▶ REQUIREMENT 1: Return the passage of the Mattel director compensation summary starting at "Retainer payable annually" and ending at "joins the Board).", copied word for word.

▶ EXCERPT TO READ:
MATTEL, INC. SUMMARY OF COMPENSATION OF THE NON-EMPLOYEE MEMBERS OF THE BOARD OF DIRECTORS

EX-10.107 7 dex10107.htm SUMMARY OF COMPENSATION OF THE NON-EMPLOYEE MEMBERS OF THE BOARD OF DIRECTORS Summary of Compensation of the Non-Employee Members of the Board of Directors

Exhibit 10.107

 

MATTEL, INC.

SUMMARY OF COMPENSATION OF

THE NON-EMPLOYEE MEMBERS OF THE

BOARD OF DIRECTORS

 

Remuneration

 

Annual Board Retainer:

 

Non-employee members of the Board (each, a “Director”) receive a cash retainer of $100,000 per year.

 

   

Retainer payable annually to new and continuing Directors, as of the date of the Annual Meeting of Stockholders (or, in the case of a new Director who joins the Board between the date of the Annual Meeting and the end of the calendar year, as of the date the Director joins the Board).

Data excerpts
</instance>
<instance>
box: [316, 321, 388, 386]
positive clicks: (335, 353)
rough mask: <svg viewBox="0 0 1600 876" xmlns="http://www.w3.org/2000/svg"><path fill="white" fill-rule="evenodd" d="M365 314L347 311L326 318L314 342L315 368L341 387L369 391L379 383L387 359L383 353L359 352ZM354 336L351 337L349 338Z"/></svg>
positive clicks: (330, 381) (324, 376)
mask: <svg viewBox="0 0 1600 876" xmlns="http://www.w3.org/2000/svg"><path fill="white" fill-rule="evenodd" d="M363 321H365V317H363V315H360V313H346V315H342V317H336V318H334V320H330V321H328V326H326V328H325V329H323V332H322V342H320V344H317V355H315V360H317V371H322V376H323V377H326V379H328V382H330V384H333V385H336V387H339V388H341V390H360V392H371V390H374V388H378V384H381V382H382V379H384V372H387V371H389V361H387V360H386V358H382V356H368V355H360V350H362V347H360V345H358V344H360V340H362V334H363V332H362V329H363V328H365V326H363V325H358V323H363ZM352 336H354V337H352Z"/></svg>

▶ REQUIREMENT 2: Retype the records above, starting at the first line of the records and ending at the line that contains "positive clicks: (335, 353)", with both of those lines included.

▶ RESPONSE AREA 1:
Retainer payable annually to new and continuing Directors, as of the date of the Annual Meeting of Stockholders (or, in the case of a new Director who joins the Board between the date of the Annual Meeting and the end of the calendar year, as of the date the Director joins the Board).

▶ RESPONSE AREA 2:
</instance>
<instance>
box: [316, 321, 388, 386]
positive clicks: (335, 353)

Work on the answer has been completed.